● 你的任务
找出原文中所有以“//”开头的注释，按出现顺序写出每条注释的文字。

● 原文
"""

HANDLE recInitThread = CreateThread(NULL,
0,
WSAPICaptureInitThread,
this,
0,
NULL);
...
// Set thread priority to highest possible
SetThreadPriority(recInitThread, THREAD_PRIORITY_TIME_CRITICAL);
...
}
DWORD WINAPI AudioDeviceWindowsCore::WSAPICaptureInitThread(LPVOID context)
{
return reinterpret_cast<AudioDeviceWindowsCore*>(context)->
DoCaptureInitThread();
}
DWORD AudioDeviceWindowsCore::DoCaptureInitThread()
{
// Initialize COM as MTA in this thread.
ScopedCOMInitializer comInit(ScopedCOMInitializer::kMTA);
InitRecording_DoIt();
...
}
int32_t AudioDeviceWindowsCore::InitRecording_DoIt()
{
CriticalSectionScoped lock(&_critSect);
...
// Initialize the microphone (devices might have been added or removed)

"""

● 记录信息
"""

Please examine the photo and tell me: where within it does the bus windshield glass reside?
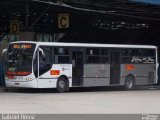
[6,43,35,76]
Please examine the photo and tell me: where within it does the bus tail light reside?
[25,78,32,81]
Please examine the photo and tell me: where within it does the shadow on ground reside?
[2,86,160,93]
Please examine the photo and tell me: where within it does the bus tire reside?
[57,77,69,93]
[125,75,135,90]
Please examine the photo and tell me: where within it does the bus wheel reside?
[125,75,134,90]
[57,77,69,93]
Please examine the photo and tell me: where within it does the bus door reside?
[72,52,83,86]
[110,50,120,84]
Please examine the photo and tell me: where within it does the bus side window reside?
[39,46,52,75]
[54,47,70,64]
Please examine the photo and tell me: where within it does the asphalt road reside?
[0,87,160,114]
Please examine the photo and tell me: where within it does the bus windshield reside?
[6,43,35,76]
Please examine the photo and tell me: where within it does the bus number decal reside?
[50,70,60,75]
[126,65,135,70]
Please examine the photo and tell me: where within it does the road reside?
[0,88,160,114]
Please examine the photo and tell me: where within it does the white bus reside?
[5,41,158,92]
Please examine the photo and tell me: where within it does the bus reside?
[5,41,158,92]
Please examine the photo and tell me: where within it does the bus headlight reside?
[25,78,32,81]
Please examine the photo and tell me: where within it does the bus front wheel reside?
[125,75,134,90]
[57,77,69,93]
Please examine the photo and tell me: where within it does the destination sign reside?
[9,43,35,50]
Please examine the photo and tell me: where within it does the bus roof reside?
[10,41,157,48]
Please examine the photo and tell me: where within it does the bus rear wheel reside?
[57,77,69,93]
[125,75,134,90]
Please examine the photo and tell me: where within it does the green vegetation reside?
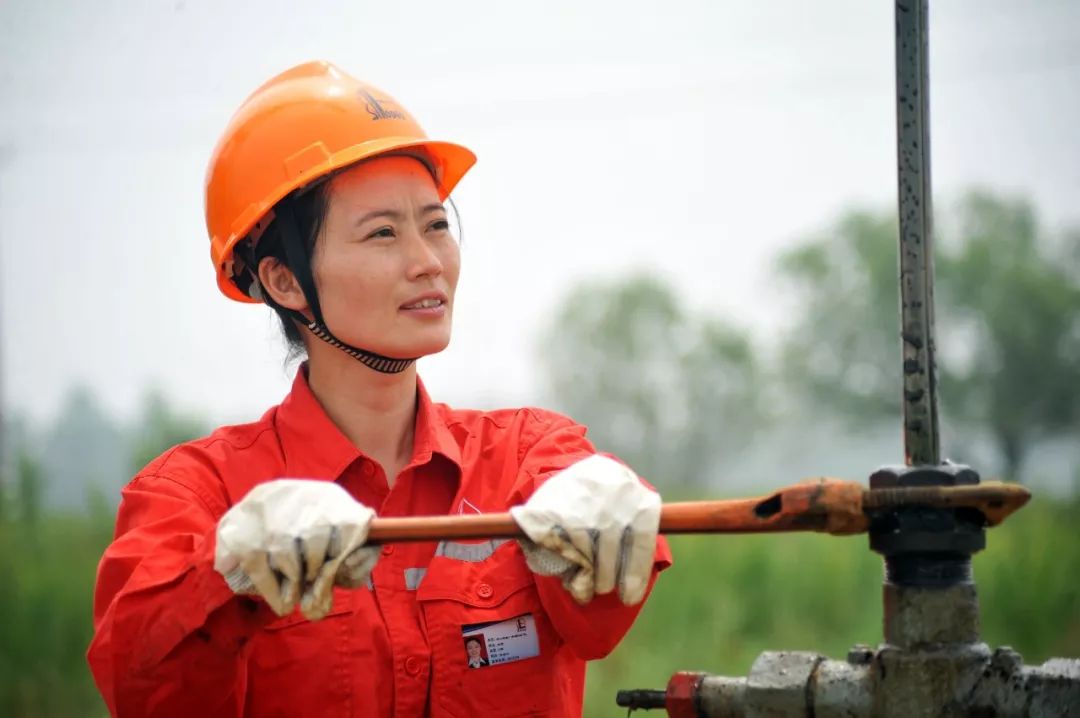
[0,187,1080,717]
[585,499,1080,718]
[0,492,1080,718]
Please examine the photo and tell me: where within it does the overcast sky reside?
[0,0,1080,421]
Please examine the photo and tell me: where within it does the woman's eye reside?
[367,227,394,240]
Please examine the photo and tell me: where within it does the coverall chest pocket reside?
[417,541,561,718]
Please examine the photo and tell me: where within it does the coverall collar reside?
[274,365,461,480]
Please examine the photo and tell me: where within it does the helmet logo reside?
[357,89,405,120]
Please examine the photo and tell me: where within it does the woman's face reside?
[312,157,461,358]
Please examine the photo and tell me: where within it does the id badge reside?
[461,613,540,668]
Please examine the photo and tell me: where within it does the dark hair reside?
[254,181,329,364]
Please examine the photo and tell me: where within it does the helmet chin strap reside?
[272,199,418,374]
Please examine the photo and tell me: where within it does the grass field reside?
[0,500,1080,717]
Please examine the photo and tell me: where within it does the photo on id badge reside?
[461,613,540,668]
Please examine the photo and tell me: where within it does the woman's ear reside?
[259,257,308,312]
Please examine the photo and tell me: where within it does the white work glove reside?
[510,456,660,606]
[214,478,379,621]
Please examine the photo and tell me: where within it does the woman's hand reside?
[214,478,379,621]
[510,456,660,606]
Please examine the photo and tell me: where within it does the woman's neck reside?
[308,347,417,486]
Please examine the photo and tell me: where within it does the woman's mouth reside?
[401,295,446,319]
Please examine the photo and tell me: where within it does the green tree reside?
[15,450,45,527]
[778,192,1080,478]
[542,275,761,484]
[129,390,207,474]
[937,192,1080,477]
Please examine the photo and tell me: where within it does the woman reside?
[89,63,671,717]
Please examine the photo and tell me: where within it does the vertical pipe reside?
[895,0,941,465]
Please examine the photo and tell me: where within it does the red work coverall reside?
[87,370,671,718]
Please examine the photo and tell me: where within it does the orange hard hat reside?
[206,62,476,302]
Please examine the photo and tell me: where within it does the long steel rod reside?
[367,479,1030,543]
[895,0,941,465]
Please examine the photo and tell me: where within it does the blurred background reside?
[0,0,1080,716]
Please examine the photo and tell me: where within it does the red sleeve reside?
[512,415,672,661]
[86,476,273,716]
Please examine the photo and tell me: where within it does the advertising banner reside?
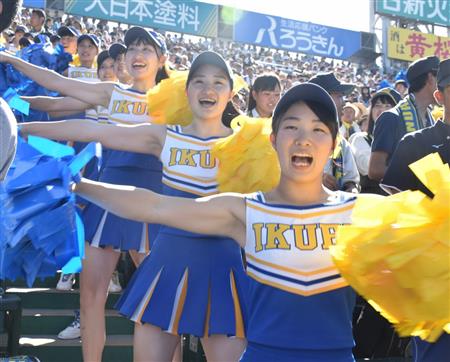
[388,27,450,62]
[375,0,450,26]
[233,11,361,59]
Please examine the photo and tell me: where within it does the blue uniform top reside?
[161,126,223,238]
[245,192,355,350]
[105,85,162,172]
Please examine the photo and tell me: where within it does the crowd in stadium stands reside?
[3,9,395,97]
[0,9,446,355]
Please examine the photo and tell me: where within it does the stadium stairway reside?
[6,277,133,362]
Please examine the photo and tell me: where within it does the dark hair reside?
[125,37,169,84]
[31,9,47,20]
[272,100,338,140]
[0,0,22,32]
[97,50,112,73]
[408,71,437,93]
[247,74,281,112]
[367,94,396,136]
[155,64,169,84]
[19,37,33,48]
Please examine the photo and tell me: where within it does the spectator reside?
[58,26,81,55]
[369,56,439,181]
[394,79,408,98]
[349,88,402,195]
[383,59,450,362]
[339,102,361,140]
[247,74,281,118]
[309,72,359,193]
[30,9,46,37]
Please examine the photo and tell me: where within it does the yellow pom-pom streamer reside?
[70,53,81,67]
[331,153,450,342]
[211,115,280,193]
[431,106,444,120]
[147,70,247,126]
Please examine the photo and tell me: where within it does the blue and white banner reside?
[233,11,361,59]
[65,0,218,37]
[23,0,46,9]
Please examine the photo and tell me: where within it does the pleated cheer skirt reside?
[116,230,247,338]
[82,167,162,253]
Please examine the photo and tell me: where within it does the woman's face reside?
[125,41,166,80]
[252,85,281,117]
[61,35,77,55]
[114,53,130,83]
[77,39,98,64]
[371,99,394,121]
[271,102,334,183]
[98,58,117,82]
[187,64,231,121]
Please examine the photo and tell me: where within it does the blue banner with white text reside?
[23,0,46,9]
[65,0,218,37]
[233,11,361,59]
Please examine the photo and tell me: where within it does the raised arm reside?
[75,179,245,246]
[20,96,95,113]
[0,51,114,107]
[20,120,166,157]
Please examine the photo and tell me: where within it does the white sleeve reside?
[349,132,371,176]
[341,139,359,185]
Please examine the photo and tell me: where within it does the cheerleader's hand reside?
[0,50,17,63]
[322,173,338,191]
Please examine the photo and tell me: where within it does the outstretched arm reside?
[20,96,95,113]
[0,51,114,107]
[21,120,166,157]
[75,179,245,246]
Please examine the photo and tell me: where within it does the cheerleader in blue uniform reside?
[0,27,166,361]
[22,52,247,361]
[70,83,355,362]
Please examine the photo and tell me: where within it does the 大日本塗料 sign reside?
[65,0,218,37]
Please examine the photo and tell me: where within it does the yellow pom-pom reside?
[70,53,81,67]
[211,115,280,193]
[331,154,450,342]
[147,71,192,126]
[431,106,444,120]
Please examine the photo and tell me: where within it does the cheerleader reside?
[0,27,167,361]
[18,52,247,361]
[27,78,355,362]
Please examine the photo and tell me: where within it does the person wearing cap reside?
[108,43,132,84]
[0,0,22,182]
[58,26,81,55]
[369,56,439,181]
[394,79,408,98]
[308,72,359,193]
[247,73,281,118]
[8,25,28,52]
[69,82,355,362]
[0,27,167,361]
[18,51,250,361]
[349,88,402,195]
[376,58,450,362]
[30,9,46,37]
[65,34,100,82]
[339,102,361,140]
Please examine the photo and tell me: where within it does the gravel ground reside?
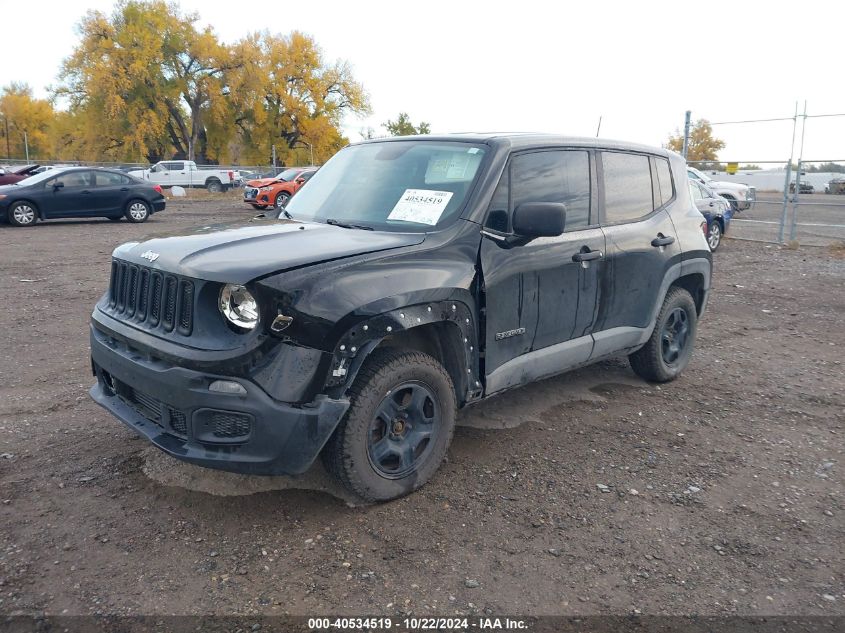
[0,196,845,615]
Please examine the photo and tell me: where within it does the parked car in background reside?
[0,167,165,226]
[0,165,38,185]
[244,167,318,209]
[824,178,845,195]
[687,166,757,211]
[129,160,240,193]
[90,134,712,501]
[789,180,816,193]
[689,180,734,251]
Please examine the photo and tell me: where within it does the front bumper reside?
[89,326,349,475]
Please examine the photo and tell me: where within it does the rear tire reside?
[124,199,150,224]
[8,202,38,226]
[322,349,457,501]
[628,287,698,382]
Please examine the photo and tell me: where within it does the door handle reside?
[651,233,675,248]
[572,246,604,262]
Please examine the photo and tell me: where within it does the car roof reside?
[354,132,678,158]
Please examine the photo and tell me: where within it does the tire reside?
[707,220,722,253]
[628,287,698,382]
[322,349,457,502]
[8,201,38,226]
[124,198,150,224]
[273,191,290,209]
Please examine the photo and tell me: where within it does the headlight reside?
[220,284,258,330]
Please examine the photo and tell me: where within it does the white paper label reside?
[387,189,452,226]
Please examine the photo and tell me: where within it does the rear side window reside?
[654,158,675,206]
[511,150,590,232]
[601,152,655,224]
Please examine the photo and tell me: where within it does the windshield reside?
[276,169,302,182]
[15,169,61,187]
[283,141,485,232]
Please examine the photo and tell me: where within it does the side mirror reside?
[513,202,566,237]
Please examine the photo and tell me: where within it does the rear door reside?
[593,151,681,358]
[480,149,605,393]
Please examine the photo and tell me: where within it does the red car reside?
[244,167,317,209]
[0,165,38,185]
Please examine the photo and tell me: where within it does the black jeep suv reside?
[91,134,711,500]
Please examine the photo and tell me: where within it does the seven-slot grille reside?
[109,260,194,336]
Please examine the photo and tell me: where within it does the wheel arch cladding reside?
[326,301,482,404]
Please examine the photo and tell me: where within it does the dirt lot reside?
[0,197,845,615]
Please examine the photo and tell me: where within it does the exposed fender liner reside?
[326,300,482,401]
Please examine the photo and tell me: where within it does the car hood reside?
[113,219,425,284]
[246,178,285,187]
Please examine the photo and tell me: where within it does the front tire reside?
[322,349,457,501]
[8,202,38,226]
[124,200,150,224]
[628,287,698,382]
[707,220,722,253]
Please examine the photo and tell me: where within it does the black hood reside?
[114,219,425,284]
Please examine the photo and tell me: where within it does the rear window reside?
[601,152,654,224]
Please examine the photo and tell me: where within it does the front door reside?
[480,149,605,394]
[593,151,681,358]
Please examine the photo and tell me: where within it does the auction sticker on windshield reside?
[387,189,452,226]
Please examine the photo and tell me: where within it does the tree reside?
[382,112,431,136]
[54,0,238,162]
[0,82,54,158]
[665,119,725,162]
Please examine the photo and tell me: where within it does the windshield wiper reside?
[326,218,373,231]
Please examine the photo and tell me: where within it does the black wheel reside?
[275,191,290,209]
[322,349,457,501]
[707,220,722,252]
[124,200,150,224]
[628,288,698,382]
[8,202,38,226]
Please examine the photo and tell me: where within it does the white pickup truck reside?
[129,160,241,192]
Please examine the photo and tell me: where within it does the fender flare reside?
[325,300,483,401]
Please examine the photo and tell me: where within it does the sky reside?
[0,0,845,166]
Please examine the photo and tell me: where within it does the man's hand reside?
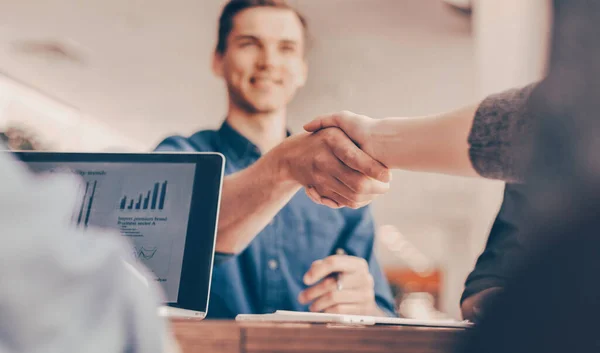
[265,128,391,208]
[460,287,502,322]
[304,111,376,156]
[298,255,385,316]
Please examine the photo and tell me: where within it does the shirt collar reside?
[218,120,291,160]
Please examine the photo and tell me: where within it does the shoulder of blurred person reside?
[0,148,170,352]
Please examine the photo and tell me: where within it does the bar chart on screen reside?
[119,180,167,211]
[77,180,98,228]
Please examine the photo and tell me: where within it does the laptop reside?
[12,152,225,318]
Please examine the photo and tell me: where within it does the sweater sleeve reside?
[469,84,536,182]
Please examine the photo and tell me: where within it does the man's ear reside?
[212,51,224,77]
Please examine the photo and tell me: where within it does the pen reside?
[334,248,346,292]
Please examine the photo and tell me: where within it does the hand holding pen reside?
[298,249,384,315]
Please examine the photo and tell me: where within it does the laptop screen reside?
[14,152,222,311]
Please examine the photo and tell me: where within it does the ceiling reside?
[0,0,470,146]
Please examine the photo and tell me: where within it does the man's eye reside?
[281,45,296,53]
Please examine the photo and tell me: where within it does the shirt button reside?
[269,259,279,270]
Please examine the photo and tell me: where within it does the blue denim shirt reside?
[157,122,395,318]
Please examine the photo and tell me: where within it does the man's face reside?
[213,7,307,113]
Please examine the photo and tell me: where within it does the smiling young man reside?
[157,0,394,318]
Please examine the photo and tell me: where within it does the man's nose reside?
[257,47,280,69]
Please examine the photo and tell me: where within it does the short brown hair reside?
[215,0,308,54]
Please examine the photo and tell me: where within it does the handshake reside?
[265,112,391,208]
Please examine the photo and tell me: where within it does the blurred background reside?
[0,0,550,318]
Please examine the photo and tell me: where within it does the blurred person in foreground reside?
[0,148,178,353]
[307,0,600,353]
[157,0,395,318]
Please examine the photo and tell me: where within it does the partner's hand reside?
[265,128,391,208]
[298,255,385,316]
[304,111,375,156]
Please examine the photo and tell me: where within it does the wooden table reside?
[172,319,468,353]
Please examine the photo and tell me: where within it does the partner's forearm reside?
[216,155,300,253]
[371,105,479,176]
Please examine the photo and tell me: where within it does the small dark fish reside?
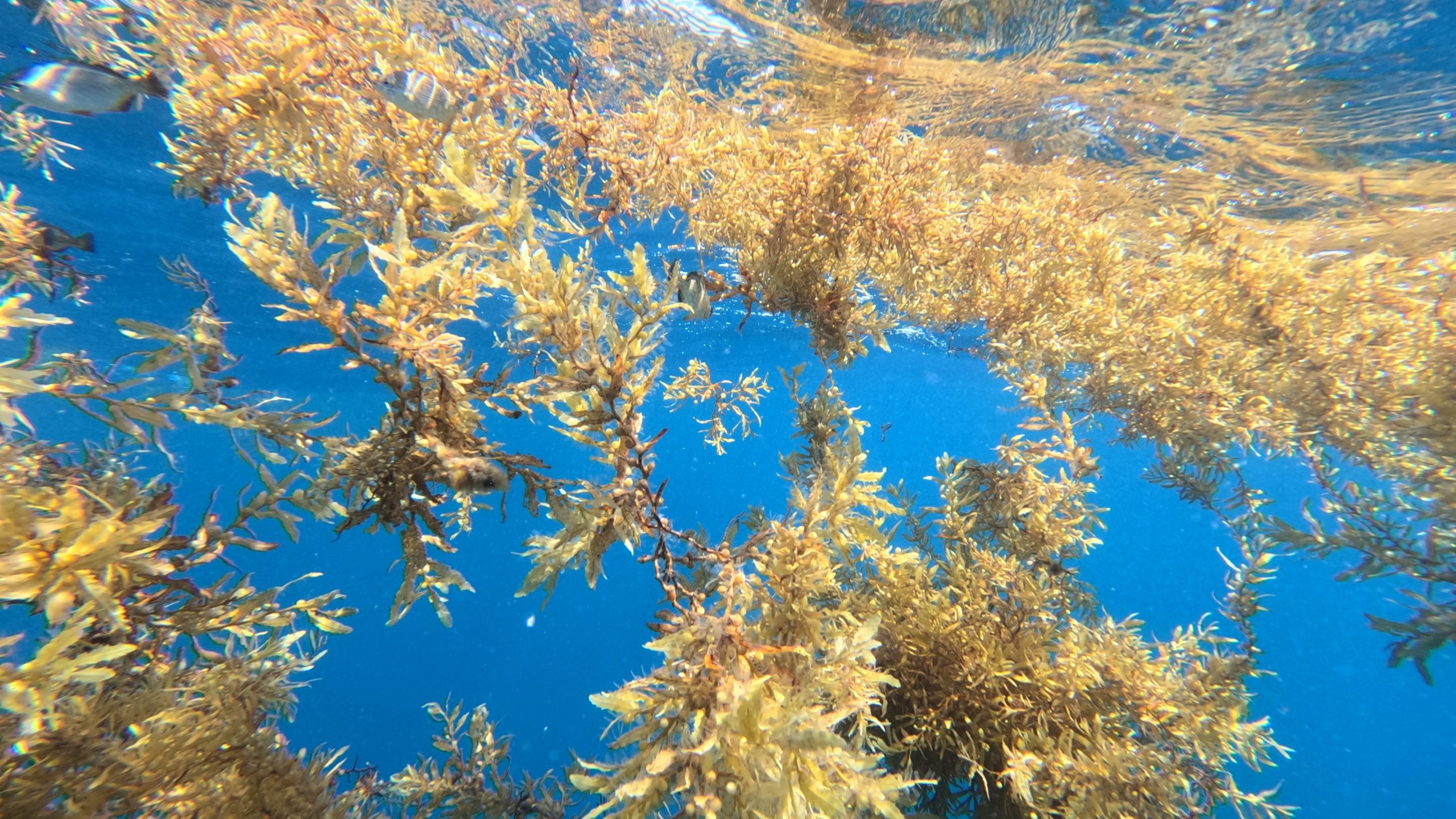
[0,61,167,115]
[668,262,713,319]
[36,220,96,258]
[374,70,460,122]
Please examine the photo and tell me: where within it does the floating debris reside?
[621,0,753,48]
[440,454,510,494]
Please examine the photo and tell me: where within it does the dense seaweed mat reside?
[0,0,1456,819]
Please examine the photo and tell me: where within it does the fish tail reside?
[138,72,172,99]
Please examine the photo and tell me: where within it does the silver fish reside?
[374,70,460,122]
[671,262,713,319]
[450,18,510,45]
[0,63,167,115]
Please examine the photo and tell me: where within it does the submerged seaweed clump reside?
[0,0,1456,819]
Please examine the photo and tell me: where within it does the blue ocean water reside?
[0,5,1456,819]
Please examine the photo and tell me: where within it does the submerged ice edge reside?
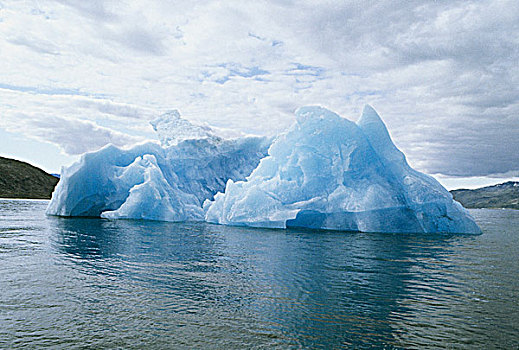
[47,106,481,233]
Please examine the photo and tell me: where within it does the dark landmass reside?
[451,181,519,209]
[0,157,59,199]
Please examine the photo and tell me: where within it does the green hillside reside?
[0,157,59,199]
[451,181,519,209]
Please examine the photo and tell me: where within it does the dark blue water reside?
[0,200,519,349]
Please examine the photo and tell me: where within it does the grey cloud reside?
[10,114,138,155]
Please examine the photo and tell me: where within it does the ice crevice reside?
[47,106,480,233]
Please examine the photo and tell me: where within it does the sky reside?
[0,0,519,188]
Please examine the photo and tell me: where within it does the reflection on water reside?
[0,201,519,349]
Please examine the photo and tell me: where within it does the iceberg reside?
[47,111,271,221]
[203,106,481,233]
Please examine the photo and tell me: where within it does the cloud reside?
[6,114,140,155]
[0,0,519,176]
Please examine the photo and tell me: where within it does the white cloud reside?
[0,0,519,176]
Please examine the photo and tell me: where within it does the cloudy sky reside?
[0,0,519,188]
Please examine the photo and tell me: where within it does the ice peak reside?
[150,109,220,147]
[357,105,385,128]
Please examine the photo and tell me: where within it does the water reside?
[0,200,519,349]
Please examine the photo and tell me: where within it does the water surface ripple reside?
[0,200,519,349]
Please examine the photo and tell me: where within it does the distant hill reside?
[0,157,59,199]
[451,181,519,209]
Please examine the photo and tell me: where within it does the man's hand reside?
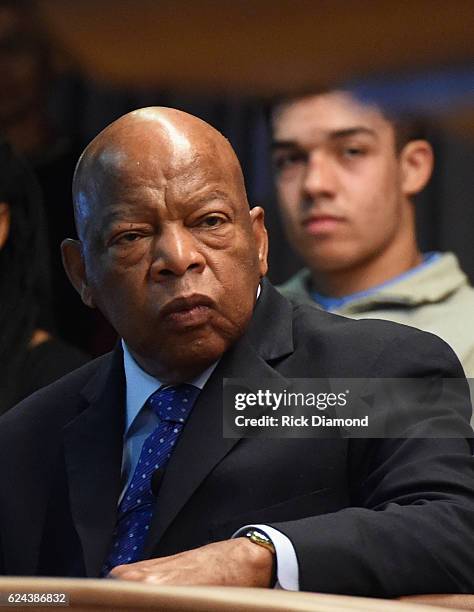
[109,538,273,587]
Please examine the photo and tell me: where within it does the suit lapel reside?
[144,286,293,558]
[64,348,125,576]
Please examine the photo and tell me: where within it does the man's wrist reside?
[239,527,277,588]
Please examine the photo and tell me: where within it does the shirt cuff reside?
[232,525,299,591]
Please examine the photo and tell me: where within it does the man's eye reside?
[200,215,225,227]
[115,232,141,243]
[342,147,365,159]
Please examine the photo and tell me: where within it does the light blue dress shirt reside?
[119,287,299,591]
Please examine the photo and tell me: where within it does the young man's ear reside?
[250,206,268,277]
[400,140,433,196]
[0,202,10,250]
[61,238,95,308]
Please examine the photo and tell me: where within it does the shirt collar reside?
[122,340,218,434]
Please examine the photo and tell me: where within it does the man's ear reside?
[250,206,268,277]
[0,202,10,250]
[400,140,433,196]
[61,238,95,308]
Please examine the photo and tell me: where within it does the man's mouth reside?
[161,294,214,327]
[302,214,344,236]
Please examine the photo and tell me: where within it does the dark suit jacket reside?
[0,283,474,596]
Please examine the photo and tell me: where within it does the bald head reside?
[73,107,248,239]
[62,108,267,382]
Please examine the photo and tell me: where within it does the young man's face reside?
[273,92,410,272]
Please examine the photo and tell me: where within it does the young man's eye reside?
[343,147,365,158]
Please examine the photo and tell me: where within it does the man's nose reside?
[303,152,336,199]
[151,223,206,281]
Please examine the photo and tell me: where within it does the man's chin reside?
[134,337,229,382]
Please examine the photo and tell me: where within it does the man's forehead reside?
[274,91,390,139]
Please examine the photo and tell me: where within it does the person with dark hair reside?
[271,90,474,376]
[0,139,87,413]
[0,107,474,597]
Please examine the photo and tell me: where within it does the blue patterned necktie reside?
[102,384,199,576]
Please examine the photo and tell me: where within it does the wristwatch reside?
[242,527,277,588]
[243,528,276,555]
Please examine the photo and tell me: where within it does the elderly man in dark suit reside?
[0,109,474,596]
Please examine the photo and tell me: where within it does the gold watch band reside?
[244,529,276,555]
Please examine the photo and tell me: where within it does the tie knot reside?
[148,384,199,423]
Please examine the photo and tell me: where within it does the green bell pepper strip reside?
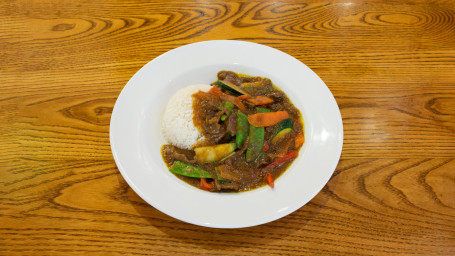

"""

● 参考答案
1. Set thread priority to highest possible
2. Initialize COM as MTA in this thread.
3. Initialize the microphone (devices might have been added or removed)